(Dataset entries)
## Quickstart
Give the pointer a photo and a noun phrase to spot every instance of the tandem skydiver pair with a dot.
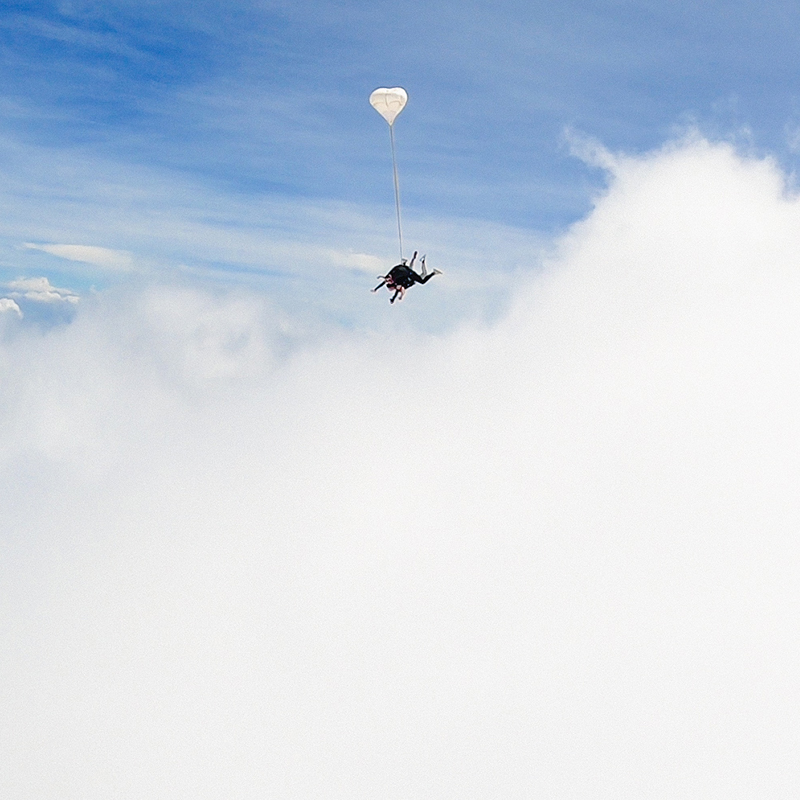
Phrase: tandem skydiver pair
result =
(403, 276)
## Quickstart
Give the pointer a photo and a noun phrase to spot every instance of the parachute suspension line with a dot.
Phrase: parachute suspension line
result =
(396, 191)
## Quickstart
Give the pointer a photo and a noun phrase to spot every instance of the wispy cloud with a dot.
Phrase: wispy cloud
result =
(7, 305)
(87, 254)
(40, 290)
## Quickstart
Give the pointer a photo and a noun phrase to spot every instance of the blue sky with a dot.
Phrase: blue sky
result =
(251, 119)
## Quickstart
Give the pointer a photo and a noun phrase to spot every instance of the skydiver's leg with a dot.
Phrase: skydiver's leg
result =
(426, 278)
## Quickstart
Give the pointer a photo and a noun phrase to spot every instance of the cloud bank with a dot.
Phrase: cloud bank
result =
(552, 557)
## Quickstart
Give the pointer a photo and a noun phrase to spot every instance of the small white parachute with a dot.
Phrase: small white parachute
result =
(389, 102)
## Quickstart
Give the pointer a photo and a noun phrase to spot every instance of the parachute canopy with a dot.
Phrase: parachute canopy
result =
(389, 102)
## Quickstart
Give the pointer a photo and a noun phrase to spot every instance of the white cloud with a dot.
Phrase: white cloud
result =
(87, 254)
(555, 557)
(40, 290)
(8, 305)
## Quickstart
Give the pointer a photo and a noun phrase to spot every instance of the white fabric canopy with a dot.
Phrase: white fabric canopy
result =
(389, 102)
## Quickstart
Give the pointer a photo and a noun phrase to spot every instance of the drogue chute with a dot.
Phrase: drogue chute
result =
(389, 103)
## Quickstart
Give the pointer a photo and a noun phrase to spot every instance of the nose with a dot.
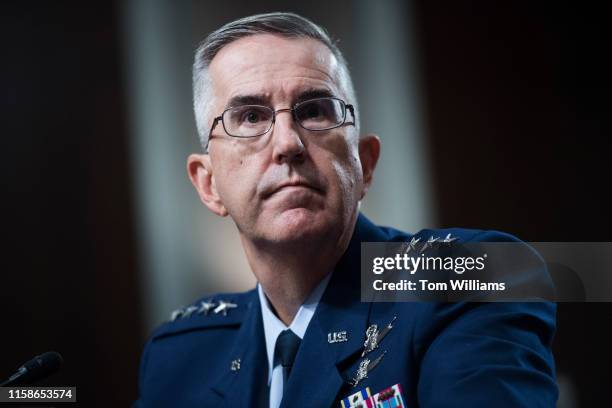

### WORK INSTRUCTION
Look above for the line with "pair with a dot." and the line with "line with a dot.". Copy them and every line between, exactly, but no pictures.

### RESULT OF THIS EXERCISE
Give the pointer a photo and a noun phrase to spot every instance of the tandem skydiver pair with a dot.
Phrase: tandem skydiver pair
result =
(403, 276)
## Quickstart
Give the pointer a photo and a noun phrase to spot every instance of the parachute suspension line with a dot.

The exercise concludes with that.